Requirement:
Put the lines as a Markdown table with columns Row and Line, numbering each line and skipping blank ones, from the line containing "truck license plate." through the line containing "(99, 106), (120, 507)", both included.

## START Exercise data

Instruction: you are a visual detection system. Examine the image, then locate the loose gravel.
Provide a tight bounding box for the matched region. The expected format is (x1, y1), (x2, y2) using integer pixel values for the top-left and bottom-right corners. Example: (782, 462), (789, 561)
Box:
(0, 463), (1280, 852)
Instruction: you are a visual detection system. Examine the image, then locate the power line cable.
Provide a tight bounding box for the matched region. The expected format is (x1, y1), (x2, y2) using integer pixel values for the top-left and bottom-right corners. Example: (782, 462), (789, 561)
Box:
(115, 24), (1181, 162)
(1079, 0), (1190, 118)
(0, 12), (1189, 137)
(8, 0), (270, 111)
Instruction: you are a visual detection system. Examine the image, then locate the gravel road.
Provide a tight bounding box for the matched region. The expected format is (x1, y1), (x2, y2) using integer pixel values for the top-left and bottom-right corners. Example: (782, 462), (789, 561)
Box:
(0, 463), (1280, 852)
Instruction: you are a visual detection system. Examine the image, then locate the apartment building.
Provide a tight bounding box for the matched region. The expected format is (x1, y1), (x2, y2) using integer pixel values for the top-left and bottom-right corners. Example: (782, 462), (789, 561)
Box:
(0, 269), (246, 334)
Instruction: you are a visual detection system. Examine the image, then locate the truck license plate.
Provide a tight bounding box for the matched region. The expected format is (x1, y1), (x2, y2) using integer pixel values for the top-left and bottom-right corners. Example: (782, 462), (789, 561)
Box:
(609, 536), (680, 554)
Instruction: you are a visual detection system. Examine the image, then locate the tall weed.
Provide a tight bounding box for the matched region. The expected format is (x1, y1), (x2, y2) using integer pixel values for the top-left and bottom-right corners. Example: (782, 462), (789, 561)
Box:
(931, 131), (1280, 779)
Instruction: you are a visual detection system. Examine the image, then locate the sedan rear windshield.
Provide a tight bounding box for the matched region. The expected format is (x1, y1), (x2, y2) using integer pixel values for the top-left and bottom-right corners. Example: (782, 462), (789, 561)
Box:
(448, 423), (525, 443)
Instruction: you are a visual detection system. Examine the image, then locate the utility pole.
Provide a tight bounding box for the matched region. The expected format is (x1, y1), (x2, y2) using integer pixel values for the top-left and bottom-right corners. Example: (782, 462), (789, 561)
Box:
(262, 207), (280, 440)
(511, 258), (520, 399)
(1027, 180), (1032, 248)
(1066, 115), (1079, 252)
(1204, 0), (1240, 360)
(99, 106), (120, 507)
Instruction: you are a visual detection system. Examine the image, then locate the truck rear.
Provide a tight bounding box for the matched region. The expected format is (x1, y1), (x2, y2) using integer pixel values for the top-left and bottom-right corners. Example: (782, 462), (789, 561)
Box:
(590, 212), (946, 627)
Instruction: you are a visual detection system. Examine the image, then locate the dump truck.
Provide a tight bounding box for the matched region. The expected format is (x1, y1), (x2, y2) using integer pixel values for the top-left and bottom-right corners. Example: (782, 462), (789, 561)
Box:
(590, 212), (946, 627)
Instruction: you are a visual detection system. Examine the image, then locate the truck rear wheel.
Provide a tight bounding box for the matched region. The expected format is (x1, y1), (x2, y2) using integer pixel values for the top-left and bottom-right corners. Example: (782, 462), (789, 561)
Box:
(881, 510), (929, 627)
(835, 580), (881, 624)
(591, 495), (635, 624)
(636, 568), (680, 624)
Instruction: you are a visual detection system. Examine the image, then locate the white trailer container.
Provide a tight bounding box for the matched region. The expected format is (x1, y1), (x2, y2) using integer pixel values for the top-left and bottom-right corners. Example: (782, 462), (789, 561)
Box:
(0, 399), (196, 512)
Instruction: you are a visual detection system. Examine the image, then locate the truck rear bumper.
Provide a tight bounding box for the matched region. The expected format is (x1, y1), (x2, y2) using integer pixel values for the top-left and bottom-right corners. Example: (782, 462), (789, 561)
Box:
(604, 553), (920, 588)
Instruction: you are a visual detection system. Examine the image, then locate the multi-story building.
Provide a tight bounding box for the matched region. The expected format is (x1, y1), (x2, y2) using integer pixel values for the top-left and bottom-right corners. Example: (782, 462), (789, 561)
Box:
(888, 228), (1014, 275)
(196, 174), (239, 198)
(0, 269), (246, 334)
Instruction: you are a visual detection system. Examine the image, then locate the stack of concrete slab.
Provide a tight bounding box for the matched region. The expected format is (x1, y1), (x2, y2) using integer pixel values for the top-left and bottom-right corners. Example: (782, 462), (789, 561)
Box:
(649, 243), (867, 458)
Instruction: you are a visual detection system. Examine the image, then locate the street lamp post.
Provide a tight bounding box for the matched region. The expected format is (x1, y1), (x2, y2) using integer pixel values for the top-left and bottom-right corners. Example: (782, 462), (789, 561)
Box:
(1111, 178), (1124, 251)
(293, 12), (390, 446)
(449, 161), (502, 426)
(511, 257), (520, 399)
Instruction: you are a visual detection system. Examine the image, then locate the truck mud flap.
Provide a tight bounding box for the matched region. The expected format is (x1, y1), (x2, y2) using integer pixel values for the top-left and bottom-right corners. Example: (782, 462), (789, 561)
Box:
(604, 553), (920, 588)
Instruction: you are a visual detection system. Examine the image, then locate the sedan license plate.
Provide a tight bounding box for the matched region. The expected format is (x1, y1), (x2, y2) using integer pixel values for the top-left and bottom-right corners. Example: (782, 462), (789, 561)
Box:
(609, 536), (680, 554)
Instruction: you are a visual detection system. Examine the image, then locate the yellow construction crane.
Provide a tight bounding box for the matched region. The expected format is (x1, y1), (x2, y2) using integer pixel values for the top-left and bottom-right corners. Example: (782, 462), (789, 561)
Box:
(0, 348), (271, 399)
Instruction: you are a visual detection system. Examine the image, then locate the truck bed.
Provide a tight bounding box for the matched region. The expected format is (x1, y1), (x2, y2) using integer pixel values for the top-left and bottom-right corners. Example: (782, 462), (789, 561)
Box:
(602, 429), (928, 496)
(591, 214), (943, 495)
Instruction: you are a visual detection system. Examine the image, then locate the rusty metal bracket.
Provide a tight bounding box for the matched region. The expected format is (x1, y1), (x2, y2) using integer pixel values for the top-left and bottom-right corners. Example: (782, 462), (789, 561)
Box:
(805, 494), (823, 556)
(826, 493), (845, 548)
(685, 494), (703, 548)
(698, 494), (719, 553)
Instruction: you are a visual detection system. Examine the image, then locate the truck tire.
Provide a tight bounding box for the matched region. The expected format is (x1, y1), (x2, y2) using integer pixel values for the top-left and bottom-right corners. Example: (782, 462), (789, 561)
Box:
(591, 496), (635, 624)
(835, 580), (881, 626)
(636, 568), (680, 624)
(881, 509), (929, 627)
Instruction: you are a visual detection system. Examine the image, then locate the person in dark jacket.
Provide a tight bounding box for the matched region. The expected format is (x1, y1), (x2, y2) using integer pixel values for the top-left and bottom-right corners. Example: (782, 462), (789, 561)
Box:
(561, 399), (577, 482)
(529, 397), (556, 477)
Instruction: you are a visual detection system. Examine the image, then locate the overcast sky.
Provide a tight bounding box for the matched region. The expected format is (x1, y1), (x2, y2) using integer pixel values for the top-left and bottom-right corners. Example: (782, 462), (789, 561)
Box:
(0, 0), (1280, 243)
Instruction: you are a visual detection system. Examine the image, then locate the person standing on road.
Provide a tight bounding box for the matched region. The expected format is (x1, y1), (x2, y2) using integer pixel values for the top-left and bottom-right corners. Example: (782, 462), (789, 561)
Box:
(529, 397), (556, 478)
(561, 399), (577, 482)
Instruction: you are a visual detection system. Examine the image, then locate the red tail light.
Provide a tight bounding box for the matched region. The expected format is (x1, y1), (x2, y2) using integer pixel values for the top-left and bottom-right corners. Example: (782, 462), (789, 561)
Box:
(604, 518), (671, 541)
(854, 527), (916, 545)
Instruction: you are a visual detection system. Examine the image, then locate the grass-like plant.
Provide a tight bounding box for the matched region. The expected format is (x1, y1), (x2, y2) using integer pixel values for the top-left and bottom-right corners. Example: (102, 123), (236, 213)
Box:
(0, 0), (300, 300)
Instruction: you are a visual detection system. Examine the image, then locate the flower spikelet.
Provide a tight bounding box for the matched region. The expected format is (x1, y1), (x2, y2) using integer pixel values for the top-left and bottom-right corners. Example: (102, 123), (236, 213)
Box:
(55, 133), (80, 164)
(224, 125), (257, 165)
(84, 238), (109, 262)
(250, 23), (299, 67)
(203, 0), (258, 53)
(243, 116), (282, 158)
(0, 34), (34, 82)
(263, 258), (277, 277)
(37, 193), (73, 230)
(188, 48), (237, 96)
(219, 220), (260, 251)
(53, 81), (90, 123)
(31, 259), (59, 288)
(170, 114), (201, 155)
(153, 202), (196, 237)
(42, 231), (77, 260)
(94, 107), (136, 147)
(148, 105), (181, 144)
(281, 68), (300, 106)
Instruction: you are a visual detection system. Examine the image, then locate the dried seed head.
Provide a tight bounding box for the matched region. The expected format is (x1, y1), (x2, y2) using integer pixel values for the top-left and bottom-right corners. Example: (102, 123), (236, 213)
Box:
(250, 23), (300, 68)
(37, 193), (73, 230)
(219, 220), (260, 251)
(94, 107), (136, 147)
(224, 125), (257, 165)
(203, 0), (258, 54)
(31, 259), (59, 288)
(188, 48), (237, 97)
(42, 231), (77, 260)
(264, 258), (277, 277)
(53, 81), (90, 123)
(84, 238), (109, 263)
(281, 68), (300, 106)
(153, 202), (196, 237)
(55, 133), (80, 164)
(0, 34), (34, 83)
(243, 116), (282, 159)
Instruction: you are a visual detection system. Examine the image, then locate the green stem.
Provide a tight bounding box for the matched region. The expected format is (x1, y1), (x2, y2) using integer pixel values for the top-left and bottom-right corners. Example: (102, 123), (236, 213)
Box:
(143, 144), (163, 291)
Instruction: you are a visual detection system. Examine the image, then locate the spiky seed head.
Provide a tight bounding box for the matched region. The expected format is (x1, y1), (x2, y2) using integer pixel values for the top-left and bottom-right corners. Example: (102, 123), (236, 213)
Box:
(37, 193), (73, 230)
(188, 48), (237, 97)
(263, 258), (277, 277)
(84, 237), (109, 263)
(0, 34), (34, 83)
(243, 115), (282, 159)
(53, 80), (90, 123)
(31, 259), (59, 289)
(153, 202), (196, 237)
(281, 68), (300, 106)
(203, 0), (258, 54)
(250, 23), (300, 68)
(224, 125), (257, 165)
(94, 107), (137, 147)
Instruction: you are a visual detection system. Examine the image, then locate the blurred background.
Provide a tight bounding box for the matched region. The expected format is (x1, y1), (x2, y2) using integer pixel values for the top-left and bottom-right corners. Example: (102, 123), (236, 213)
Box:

## END Exercise data

Full response:
| Row | Line |
|---|---|
| 1 | Instruction: you are a visual detection system. Examine the image, then locate the truck license plate. |
| 2 | Provide a tight bounding box for the matched region. The expected format is (x1, y1), (x2, y2) using integer pixel values for the top-left and bottom-right corners. Example: (782, 462), (789, 561) |
| 3 | Box: |
| 4 | (609, 536), (680, 554) |
| 5 | Instruction: you are a visual detection system. Examine the image, then locate the tall weed. |
| 6 | Provide a tight bounding box for the matched region. The expected format is (x1, y1), (x2, y2) using integer pixel values for the top-left and bottom-right corners. Example: (782, 462), (789, 561) |
| 7 | Box: |
| 8 | (931, 131), (1280, 779) |
| 9 | Instruction: you are a visual detection system. Examine the image, then locate the sedan rear windshield. |
| 10 | Provide a tight bounding box for the matched region. The expected format is (x1, y1), (x2, y2) using integer pixel values for the top-left and bottom-right corners. Example: (782, 462), (789, 561) |
| 11 | Box: |
| 12 | (448, 423), (525, 443) |
| 13 | Instruction: you are a visual detection system. Examine the image, then locate the utility pole. |
| 14 | Provide a tight bounding box for the matched region. The expected format is (x1, y1), (x2, y2) using integer pixel values for the top-left and bottom-right corners. Example: (782, 462), (789, 561) |
| 15 | Box: |
| 16 | (262, 207), (280, 440) |
| 17 | (511, 258), (520, 399) |
| 18 | (1027, 180), (1032, 248) |
| 19 | (1066, 115), (1079, 252) |
| 20 | (1204, 0), (1240, 360) |
| 21 | (99, 106), (120, 507) |